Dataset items
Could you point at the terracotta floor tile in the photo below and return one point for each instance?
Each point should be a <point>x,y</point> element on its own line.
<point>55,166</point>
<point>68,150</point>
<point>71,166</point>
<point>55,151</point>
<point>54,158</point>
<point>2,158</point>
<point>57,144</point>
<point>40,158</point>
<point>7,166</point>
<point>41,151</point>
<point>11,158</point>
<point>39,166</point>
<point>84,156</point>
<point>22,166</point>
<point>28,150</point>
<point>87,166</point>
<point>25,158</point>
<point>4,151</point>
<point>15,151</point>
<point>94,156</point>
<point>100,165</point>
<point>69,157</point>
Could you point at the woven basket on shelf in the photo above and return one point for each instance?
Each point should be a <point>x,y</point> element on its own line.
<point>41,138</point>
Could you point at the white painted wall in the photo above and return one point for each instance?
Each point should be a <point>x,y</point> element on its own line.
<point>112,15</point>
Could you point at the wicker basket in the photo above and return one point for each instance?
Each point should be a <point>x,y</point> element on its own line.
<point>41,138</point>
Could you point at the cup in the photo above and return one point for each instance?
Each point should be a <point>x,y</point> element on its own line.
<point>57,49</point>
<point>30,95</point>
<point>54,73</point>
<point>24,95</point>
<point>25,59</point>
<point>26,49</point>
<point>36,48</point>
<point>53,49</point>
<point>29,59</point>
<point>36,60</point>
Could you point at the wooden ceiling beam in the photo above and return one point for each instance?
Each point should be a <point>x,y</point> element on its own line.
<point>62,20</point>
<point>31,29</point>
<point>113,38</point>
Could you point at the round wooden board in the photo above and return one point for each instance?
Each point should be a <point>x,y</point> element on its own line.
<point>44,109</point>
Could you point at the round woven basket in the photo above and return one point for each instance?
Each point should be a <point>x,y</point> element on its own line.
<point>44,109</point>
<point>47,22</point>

Work order
Every line in the data above has to be retyped exactly.

Task result
Could you point at the terracotta floor tile in the photo below and return one point for each instance?
Each point should be a <point>x,y</point> element on its own line.
<point>55,166</point>
<point>68,150</point>
<point>71,166</point>
<point>55,151</point>
<point>54,158</point>
<point>2,158</point>
<point>57,144</point>
<point>40,158</point>
<point>7,166</point>
<point>41,151</point>
<point>11,158</point>
<point>39,166</point>
<point>84,156</point>
<point>22,166</point>
<point>28,150</point>
<point>87,166</point>
<point>25,158</point>
<point>4,151</point>
<point>15,151</point>
<point>94,156</point>
<point>100,165</point>
<point>69,157</point>
Could you point at the woven basket on shelf in the photo above and return one point for each instance?
Each point should be a <point>x,y</point> element on its own line.
<point>41,138</point>
Could you point at the white painted wall in the photo above and return one point for each instance?
Each point should be a <point>x,y</point> element on its own line.
<point>112,15</point>
Could you point at the wicker basket in the photo above and return one point for each instance?
Each point should be a <point>x,y</point> element on its own line.
<point>41,138</point>
Could you point at the cup in the photo above and return one point for each instance?
Each point should be a <point>x,y</point> element on its own line.
<point>57,49</point>
<point>30,95</point>
<point>54,73</point>
<point>24,95</point>
<point>25,59</point>
<point>26,49</point>
<point>36,48</point>
<point>53,49</point>
<point>29,59</point>
<point>36,60</point>
Could you point at the wooden ceiling beam in the photo above and return one point for each instance?
Each point should be a <point>x,y</point> element on its own line.
<point>62,20</point>
<point>31,29</point>
<point>113,38</point>
Could you point at the round wooden board in the photo above and return one point for each instance?
Each point should be a <point>x,y</point> element on its own line.
<point>44,109</point>
Could you point at the round woven basket in the photo above and return one point for each instance?
Each point should be a <point>x,y</point> element on its own line.
<point>44,109</point>
<point>47,22</point>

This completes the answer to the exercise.